● **Extrait**
Le dessin figurant Corsini échappe cependant au doute. En effet, on sait par Hulst[7] et par la lettre de l’estampe réalisée entre 1730 et 1760 par Pietro Antonio Pazzi[8], que le graveur s’inspira d’un dessin réalisé par l’un de ses confrères, Giovanni Domenico Campiglia (1692-1775).

 

1710 - Neri Maria Corsini (gr. Campiglia)

Pietro Antonio Pazzi d'après Hyacinthe Rigaud - Portrait de Néri Maria Corsini - v. 1730. France, collection privée © d.r.

 

Elève de Tomaso Redi et de Lorenzo del Moro, Campiglia travailla presque exclusivement à Rome mais surtout à Florence. Vers 1760, il grava pour le Museum Florentium les portraits des plus éminents peintres, architectes, sculpteurs et mécènes florentins mais fut également l’auteur de ses propres toiles. Compte tenu de la qualité du dessin de Piasa et la relative faiblesse schématique de l’estampe de Piazzi, nous pensons que la feuille fut bien réalisée par Rigaud ou son atelier (et retouchée par lui). Le moelleux des drapés, la finesse des rehauts et la grande attention portée aux textures des velours plaide en cette faveur. L’envol des boucles de la perruque, vigoureux dans le dessin, retombe à plat dans la gravure, preuve que Pazzi dut s’inspirer du dessin sans doute moins élaboré de Campiglia. Si les traits du visage peuvent paraître un peu schématique, c’est qu’ils laissent la part belle au velouté de la joue et des carnations. Des traces de mise au carreau, nettement visibles, pourraient faire penser que le dessin a été réalisé à Paris, avec comme support la toile peinte ou, qu’ils furent préparés par l’atelier de Rigaud pour aider Campiglia et Pazzi dans leurs œuvres respectives.

 

Campiglia était suffisamment familier de l’art du catalan pour que son métier fût reconnu. On citera pour exemple la transcription à l’eau-forte[9] par Pazzi de l’autoportrait de Rigaud « à la palette » (1716), offert par le catalan au duc Cosimo III de Médicis pour son Corridore Vasari florentin[10].

 

RIGAUD autoportrait à la palette (Florence Gli Uffizi)

Hyacinthe Rigaud - Autoportrait à la palette - 1716 - Florence, Galerie des Offices © d.r.

 

Là aussi, Campiglia en fit le dessin qui donna une estampe fort modeste.

 

Rigaud autoportrait Pazzi

Pietro Antonio Pazzi d'après Hyacinthe Rigaud - Portrait de Huacinthe Rigaud - v. 1730. France, collection privée © d.r.

 

[1] Huile sur toile, 140 x 185 cm. Paiement inscrit aux livres de comptes en 1710 pour 400 livres (« Mr le marquis Corsiny, envoyé de Florence. Habillement répété. Depuis cardinal, neveu du pape. »). Roman, 1919, p. 152 ; Perreau, 2004 (2012), p. 76, repr. p. 77, fig. 59. Repris par D. Sanguinetti, 2001, p. 42, repr. fig. 30, p. 43.

● **Données**
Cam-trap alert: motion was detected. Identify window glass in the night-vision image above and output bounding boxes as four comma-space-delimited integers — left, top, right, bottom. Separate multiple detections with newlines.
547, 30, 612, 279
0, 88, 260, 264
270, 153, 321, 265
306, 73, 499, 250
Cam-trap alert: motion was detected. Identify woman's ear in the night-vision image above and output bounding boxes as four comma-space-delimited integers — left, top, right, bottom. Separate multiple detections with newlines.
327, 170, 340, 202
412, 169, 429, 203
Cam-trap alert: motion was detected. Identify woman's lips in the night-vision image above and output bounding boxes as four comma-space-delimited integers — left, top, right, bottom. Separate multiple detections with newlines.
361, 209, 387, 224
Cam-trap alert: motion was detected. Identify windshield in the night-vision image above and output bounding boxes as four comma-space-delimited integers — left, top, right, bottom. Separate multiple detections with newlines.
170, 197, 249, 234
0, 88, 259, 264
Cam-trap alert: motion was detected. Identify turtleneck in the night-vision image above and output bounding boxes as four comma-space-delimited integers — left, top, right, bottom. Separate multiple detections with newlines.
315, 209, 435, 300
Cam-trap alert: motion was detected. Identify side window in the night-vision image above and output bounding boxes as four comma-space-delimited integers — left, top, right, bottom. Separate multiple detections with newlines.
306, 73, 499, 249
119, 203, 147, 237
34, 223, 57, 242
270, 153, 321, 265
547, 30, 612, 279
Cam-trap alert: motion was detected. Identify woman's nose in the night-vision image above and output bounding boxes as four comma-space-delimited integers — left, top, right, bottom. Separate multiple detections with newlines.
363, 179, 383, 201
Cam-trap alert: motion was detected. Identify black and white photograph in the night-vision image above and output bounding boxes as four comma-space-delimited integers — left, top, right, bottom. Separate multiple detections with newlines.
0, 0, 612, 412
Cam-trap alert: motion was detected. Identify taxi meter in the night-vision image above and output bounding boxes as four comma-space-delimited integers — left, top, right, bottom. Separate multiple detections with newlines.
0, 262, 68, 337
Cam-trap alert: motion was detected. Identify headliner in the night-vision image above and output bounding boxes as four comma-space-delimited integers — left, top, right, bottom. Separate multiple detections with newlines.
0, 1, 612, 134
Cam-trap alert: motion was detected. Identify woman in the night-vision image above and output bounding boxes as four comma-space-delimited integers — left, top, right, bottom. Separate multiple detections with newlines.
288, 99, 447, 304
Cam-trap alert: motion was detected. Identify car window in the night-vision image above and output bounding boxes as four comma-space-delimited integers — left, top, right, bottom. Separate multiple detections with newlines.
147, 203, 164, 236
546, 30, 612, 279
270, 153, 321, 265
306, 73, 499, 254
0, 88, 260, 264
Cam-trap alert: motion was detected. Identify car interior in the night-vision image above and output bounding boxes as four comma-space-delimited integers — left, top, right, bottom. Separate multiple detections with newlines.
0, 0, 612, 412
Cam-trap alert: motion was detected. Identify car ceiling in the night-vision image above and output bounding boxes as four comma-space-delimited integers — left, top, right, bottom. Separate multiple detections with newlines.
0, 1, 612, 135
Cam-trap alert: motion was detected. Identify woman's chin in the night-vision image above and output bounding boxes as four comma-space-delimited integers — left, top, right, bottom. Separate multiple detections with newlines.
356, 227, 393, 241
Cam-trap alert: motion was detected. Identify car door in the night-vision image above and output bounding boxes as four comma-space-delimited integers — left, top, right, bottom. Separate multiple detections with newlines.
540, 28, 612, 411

● **Consigne**
D'après l'extrait, quel indice montre que Pazzi a gravé son estampe à partir du dessin de Campiglia, sans doute moins élaboré ? Répondez en une à trois phrases. Appuyez-vous uniquement sur l'extrait, sans aucune autre source.

● **Réponse**
Dans le dessin, les boucles de la perruque s'envolent avec vigueur, alors qu'elles retombent à plat dans la gravure. L'extrait y voit la preuve que Pazzi s'est inspiré du dessin de Campiglia, sans doute moins élaboré.